◆ STUDY TEXT
####
Dr Mwachonda said their colleague had been very frustrated.

“He had a wife and a sick child, so there was that frustration. The cost of living in Cuba is high compared to Kenya yet the allowance they were supposed to receive was slashed from Sh144,000 to Sh36,000 monthly. They were also denied flight tickets back home, made to live in dormitories and take a two-hour drive to their training centre. Food was also an issue,” Dr Mwachonda said.

He added the doctors faced  unclear consequences if they opted out of the training programme.

“He said they were to face disciplinary action and have  monies that had already been paid for the programme deducted,” said Dr Mwachonda.

Kenya Medical Association (KMA) national secretary-general, Dr Simon King'ondu, said he had worked with Dr Juma and he was always in a jovial mood.

“We should probe this matter because there are issues in Cuba. We should rescue our colleagues before it is too late,” Dr King’ondu said at the Coast Provincial General mortuary while awaiting the results of a second autopsy.
####
◆ ENTRIES PROVIDED
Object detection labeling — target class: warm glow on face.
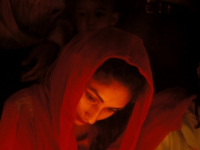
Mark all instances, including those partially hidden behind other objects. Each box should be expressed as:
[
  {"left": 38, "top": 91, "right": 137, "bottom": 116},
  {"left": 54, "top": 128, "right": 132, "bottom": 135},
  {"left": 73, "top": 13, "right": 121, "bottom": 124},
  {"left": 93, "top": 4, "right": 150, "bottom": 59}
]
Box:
[{"left": 74, "top": 78, "right": 131, "bottom": 125}]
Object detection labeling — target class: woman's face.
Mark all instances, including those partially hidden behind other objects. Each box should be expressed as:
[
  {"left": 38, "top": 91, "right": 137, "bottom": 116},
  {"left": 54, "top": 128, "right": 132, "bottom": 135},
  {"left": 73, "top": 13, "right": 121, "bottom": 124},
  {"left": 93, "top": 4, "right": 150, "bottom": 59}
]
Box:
[{"left": 74, "top": 77, "right": 131, "bottom": 126}]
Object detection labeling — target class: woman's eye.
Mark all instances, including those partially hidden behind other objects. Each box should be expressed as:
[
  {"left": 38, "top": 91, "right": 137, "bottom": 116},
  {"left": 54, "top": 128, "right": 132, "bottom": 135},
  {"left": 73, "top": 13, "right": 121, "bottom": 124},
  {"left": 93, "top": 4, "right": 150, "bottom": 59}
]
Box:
[
  {"left": 86, "top": 93, "right": 95, "bottom": 102},
  {"left": 108, "top": 108, "right": 117, "bottom": 113}
]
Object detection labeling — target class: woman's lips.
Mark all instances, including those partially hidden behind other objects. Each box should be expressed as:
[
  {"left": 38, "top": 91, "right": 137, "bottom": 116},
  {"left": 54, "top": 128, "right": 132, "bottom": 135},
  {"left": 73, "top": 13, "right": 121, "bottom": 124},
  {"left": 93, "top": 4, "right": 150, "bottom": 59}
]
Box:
[{"left": 76, "top": 114, "right": 86, "bottom": 124}]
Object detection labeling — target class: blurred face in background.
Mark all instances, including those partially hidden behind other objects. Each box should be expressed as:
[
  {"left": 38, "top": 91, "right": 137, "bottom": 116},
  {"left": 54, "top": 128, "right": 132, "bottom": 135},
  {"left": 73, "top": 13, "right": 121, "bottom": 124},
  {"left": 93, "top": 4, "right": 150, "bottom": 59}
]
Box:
[{"left": 76, "top": 0, "right": 119, "bottom": 32}]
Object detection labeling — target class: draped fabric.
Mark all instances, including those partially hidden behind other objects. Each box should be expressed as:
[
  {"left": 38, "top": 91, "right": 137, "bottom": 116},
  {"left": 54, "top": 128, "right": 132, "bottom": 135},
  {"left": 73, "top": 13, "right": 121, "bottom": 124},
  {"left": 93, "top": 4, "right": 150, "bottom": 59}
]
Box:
[{"left": 0, "top": 28, "right": 195, "bottom": 150}]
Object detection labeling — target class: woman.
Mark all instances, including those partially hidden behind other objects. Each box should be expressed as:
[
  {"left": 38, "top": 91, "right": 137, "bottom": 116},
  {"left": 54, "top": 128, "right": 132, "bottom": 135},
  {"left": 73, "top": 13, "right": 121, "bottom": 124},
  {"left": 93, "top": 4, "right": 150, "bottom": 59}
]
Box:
[
  {"left": 0, "top": 28, "right": 153, "bottom": 150},
  {"left": 0, "top": 28, "right": 198, "bottom": 150}
]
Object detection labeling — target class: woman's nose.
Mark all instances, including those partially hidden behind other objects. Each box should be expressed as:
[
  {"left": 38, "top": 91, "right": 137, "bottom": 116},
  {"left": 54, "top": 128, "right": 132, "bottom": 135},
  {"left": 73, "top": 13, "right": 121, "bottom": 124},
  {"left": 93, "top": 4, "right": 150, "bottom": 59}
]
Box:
[
  {"left": 86, "top": 107, "right": 101, "bottom": 124},
  {"left": 87, "top": 15, "right": 95, "bottom": 25}
]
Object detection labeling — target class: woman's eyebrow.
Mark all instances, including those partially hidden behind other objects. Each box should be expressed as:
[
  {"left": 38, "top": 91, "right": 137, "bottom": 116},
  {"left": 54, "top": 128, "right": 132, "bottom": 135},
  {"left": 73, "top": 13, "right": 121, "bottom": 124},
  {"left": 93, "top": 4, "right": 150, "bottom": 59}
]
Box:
[{"left": 88, "top": 86, "right": 104, "bottom": 103}]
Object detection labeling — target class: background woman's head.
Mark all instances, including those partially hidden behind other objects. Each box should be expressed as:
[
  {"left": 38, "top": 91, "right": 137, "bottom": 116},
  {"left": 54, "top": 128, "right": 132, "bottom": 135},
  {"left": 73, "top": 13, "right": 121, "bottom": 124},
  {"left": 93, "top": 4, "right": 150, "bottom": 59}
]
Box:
[
  {"left": 75, "top": 58, "right": 144, "bottom": 125},
  {"left": 75, "top": 0, "right": 119, "bottom": 32}
]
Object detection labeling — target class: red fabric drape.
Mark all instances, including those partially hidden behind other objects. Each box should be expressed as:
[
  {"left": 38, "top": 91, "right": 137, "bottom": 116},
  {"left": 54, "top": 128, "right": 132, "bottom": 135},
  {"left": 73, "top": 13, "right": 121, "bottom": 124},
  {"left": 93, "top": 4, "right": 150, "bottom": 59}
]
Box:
[{"left": 0, "top": 28, "right": 194, "bottom": 150}]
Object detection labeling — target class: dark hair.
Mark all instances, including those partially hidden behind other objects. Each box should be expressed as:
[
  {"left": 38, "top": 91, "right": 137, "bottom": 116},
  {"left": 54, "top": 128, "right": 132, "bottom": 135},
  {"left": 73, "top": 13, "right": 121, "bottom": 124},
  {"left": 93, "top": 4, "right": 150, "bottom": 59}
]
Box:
[{"left": 90, "top": 58, "right": 145, "bottom": 150}]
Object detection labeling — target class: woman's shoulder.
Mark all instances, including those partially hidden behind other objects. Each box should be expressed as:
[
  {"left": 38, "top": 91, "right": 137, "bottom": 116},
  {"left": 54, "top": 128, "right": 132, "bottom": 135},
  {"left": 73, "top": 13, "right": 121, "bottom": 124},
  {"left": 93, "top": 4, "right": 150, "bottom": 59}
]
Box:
[{"left": 4, "top": 89, "right": 33, "bottom": 116}]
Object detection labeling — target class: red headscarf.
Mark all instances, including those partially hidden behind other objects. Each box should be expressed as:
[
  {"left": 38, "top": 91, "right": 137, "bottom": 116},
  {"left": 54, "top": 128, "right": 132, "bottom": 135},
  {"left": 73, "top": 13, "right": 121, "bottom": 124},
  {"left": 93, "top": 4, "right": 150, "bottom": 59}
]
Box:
[{"left": 0, "top": 28, "right": 192, "bottom": 150}]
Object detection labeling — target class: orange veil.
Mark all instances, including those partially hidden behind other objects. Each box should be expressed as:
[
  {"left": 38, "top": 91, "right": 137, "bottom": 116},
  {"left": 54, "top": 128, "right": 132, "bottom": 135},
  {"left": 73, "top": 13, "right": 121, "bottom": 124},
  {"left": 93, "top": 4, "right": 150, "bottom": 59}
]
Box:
[{"left": 0, "top": 28, "right": 192, "bottom": 150}]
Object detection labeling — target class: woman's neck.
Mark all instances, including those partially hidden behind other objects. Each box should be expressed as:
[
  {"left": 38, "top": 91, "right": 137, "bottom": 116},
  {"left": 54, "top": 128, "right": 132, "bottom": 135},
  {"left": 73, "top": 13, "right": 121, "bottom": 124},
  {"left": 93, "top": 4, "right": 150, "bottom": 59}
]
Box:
[{"left": 74, "top": 124, "right": 91, "bottom": 141}]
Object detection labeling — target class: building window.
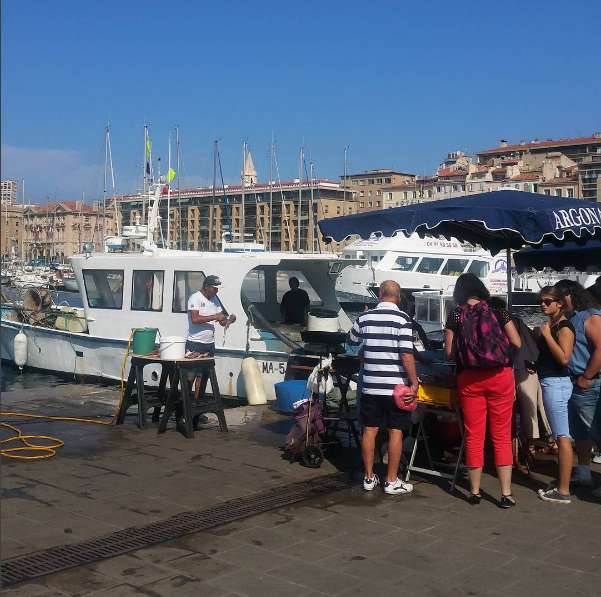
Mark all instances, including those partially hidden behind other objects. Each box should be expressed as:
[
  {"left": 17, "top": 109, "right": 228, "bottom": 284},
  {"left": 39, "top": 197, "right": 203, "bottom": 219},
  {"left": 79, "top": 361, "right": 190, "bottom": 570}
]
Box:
[
  {"left": 131, "top": 270, "right": 165, "bottom": 311},
  {"left": 83, "top": 269, "right": 123, "bottom": 309}
]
####
◆ EXERCISE INSTRUCTIONS
**1)** Summarize the report on Kenyan doctors in Cuba in two sentences.
**2)** Extend the report on Kenyan doctors in Cuba, starting after its final sentence.
The data come from a source unrelated to the report on Kenyan doctors in Cuba.

◆ PER-TASK OUTPUTS
**1)** Dr Mwachonda said a colleague who had a wife and a sick child was very frustrated in Cuba, where the monthly allowance had been cut from Sh144,000 to Sh36,000 and doctors were denied flight tickets home, housed in dormitories, made to drive two hours to training, and faced food problems and possible disciplinary action and deductions if they left the program. KMA national secretary-general Dr Simon King'ondu said the matter should be probed and colleagues in Cuba rescued before it is too late.

**2)**
Mombasa Governor Hassan Joho said the remaining 49 doctors should be allowed to return home if they were uncomfortable.

The body of Dr Juma arrived at the Moi International Airport Friday and was taken to the Coast Provincial General Hospital for the second post-mortem examination.

The governor defended the move by the family to conduct the autopsy, saying it would ascertain what led to his death.

Dr Juma, who was in his mid-30s, was married to Dr Zeyana Rasul. She was expecting to receive her husband only to get the sad news of his death.